** start of DATASET ENTRIES **
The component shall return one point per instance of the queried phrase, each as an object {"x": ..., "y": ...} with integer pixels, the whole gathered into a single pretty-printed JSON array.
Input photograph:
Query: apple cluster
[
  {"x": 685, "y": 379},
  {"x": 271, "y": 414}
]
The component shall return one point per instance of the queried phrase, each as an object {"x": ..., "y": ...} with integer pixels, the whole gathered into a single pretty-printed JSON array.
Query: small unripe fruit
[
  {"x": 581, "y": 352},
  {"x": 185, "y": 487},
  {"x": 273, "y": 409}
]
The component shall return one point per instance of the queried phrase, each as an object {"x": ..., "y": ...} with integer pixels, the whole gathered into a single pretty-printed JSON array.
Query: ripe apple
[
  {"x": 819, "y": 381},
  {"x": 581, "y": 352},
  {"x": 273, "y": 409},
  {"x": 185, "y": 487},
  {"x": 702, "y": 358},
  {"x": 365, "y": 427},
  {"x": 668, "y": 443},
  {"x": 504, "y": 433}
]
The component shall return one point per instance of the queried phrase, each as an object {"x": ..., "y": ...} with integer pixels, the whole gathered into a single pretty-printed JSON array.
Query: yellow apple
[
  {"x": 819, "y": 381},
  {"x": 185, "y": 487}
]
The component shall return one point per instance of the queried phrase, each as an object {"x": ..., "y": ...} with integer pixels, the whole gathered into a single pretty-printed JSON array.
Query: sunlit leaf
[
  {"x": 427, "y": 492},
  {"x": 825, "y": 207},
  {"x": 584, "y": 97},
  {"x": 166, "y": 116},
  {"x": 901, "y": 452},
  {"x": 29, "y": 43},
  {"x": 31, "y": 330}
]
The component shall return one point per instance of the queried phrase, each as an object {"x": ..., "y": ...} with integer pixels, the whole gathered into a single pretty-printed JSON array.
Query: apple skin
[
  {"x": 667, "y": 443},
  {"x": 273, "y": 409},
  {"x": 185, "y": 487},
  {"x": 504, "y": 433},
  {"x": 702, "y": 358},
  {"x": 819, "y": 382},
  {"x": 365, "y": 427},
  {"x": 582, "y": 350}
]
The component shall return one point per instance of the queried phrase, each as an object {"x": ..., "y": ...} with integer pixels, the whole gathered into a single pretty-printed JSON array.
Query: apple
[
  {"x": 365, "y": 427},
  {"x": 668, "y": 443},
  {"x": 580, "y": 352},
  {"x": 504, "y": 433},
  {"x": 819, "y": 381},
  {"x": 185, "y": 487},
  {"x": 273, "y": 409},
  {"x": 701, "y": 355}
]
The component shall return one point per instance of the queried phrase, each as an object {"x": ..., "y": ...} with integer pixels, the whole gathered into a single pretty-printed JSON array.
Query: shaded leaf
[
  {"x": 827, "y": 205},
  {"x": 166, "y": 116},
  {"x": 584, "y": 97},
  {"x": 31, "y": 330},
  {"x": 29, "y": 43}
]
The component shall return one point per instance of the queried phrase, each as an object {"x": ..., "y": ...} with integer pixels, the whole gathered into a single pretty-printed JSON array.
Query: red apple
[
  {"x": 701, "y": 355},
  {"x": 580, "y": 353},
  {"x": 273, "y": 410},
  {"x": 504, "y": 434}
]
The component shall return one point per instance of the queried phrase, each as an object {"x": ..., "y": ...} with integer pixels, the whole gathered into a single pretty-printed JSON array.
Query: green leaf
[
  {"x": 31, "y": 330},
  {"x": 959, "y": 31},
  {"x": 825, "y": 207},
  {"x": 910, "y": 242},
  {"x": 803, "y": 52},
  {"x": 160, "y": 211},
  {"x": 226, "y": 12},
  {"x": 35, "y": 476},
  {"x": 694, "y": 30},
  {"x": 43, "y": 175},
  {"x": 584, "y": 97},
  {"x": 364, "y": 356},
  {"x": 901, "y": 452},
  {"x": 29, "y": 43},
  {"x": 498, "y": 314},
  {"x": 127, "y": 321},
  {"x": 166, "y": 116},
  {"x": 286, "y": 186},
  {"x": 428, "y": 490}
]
** end of DATASET ENTRIES **
▶ **INSTRUCTIONS FOR THE TASK**
Pull out every line in the records above that contains the word "Query". Case counts, so skip any line where it appears only with different capitalization.

▶ **REPLY TO THE EXERCISE**
Query: apple cluster
Query: small unripe fruit
Query: ripe apple
Query: yellow apple
Query: sunlit leaf
Query: apple skin
Query: apple
Query: shaded leaf
Query: red apple
Query: green leaf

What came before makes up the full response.